Второй пример — печальная история мученика и жертвы просвещения, купеческого сына Гаврилы, описанная М. П. Погодиным, который сам являет собой пример титанического труда на ниве просвещения — и как ученик, и как учитель, наставник, — в рассказе «Черная немочь» (1829 г.). Это свидетельство ценно и потому, что герой рассказа принадлежит к тому слою русского общества, который долго был отрезан от просвещения, и потому что оно убедительно изображает, как «мифопоэтическое» и фольклорное соединяется с «научным» и литературным. Отец, обеспокоенный состоянием сына, обращается к нему со своими тревогами и просьбой открыть причины происходящего с ним:
Теперь не могу без слез смотреть на тебя: задумчивость и уныние, начертанные на лице твоем, внушают в меня сострадание […] Излей же передо мной всю душу твою — скажи мне, отчего твоя грусть, тоска и печаль.
— Батюшко, я хочу учиться.
— Как, как! что такое, учиться? […]
— Да, батюшко, давно уже зародилась во мне это желание. Оно не дает мне покоя ни днем, ни ночью. За прилавком, в городе, за чайным столом в гостинице, дома в комнате, на улице середь прохожих, в церкви Божией, везде, всегда мерещутся мне вопросы, на которые отвечать я себе не в силах и которые, как демоны какие, беспрестанно уязвляют меня и мучат. Мне все хочется знать, знать […] и отчего солнце восходит и закатывается, и отчего месяц нарождается и опять убывает, и отчего звезды падают, и каким светом сияют они, отчего радуга блестит своими яркими цветами, отчего облака носятся, гром гремит, молния сверкает; отчего горы поднялись и опустилися долины, какою цепью соединяются на земле Божии твари, камни, травы и звери, почему каждая из них необходима; что такое человек, что он на земле делает, откуда он пришел, куда он идет, какое таинство открывается ему смертью; как мысль в голове зачинается и плодится, как выговаривается она словом; — отчего во всяком царстве есть крестьянин, мастеровой, купец и дворянин, как на один рубль, если он будет переходить из рук в руки, накупается столько ж, сколько и на миллион рублей, отчего бумага идет наравне с золотом; — всегда ли было так на земле, как теперь; как все это стало, лучше или хуже было прежде; везде ли так, как у нас; отчего разроднились народы, языки и веры; что такое счастие, несчастие, судьба, случай; что такое добро, зло, воля, разум, вера, что такое Бог…
Слезы в три ручья полились из очей воспламененного юноши — он не мог говорить больше. […].

**Исходные данные**.
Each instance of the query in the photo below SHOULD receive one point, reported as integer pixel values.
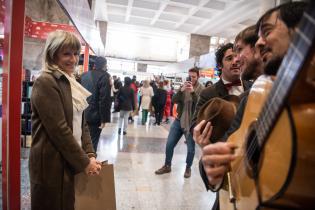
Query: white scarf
(78, 92)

**Задания**.
A. Продублируйте без изменений отрывок из текста о рассказе «Черная немочь», начиная со слов "Второй пример —" и заканчивая словами "я хочу учиться." включительно.
B. Почему, согласно тексту о рассказе «Черная немочь», свидетельство из этого рассказа ценно? Уложитесь в одно–три предложения.

**Ответы к заданиям**.
A.
Второй пример — печальная история мученика и жертвы просвещения, купеческого сына Гаврилы, описанная М. П. Погодиным, который сам являет собой пример титанического труда на ниве просвещения — и как ученик, и как учитель, наставник, — в рассказе «Черная немочь» (1829 г.). Это свидетельство ценно и потому, что герой рассказа принадлежит к тому слою русского общества, который долго был отрезан от просвещения, и потому что оно убедительно изображает, как «мифопоэтическое» и фольклорное соединяется с «научным» и литературным. Отец, обеспокоенный состоянием сына, обращается к нему со своими тревогами и просьбой открыть причины происходящего с ним:
Теперь не могу без слез смотреть на тебя: задумчивость и уныние, начертанные на лице твоем, внушают в меня сострадание […] Излей же передо мной всю душу твою — скажи мне, отчего твоя грусть, тоска и печаль.
— Батюшко, я хочу учиться.

B. Свидетельство ценно по двум причинам. Во-первых, герой рассказа, купеческий сын Гаврила, принадлежит к слою русского общества, который долго был отрезан от просвещения. Во-вторых, рассказ убедительно изображает, как «мифопоэтическое» и фольклорное соединяется с «научным» и литературным.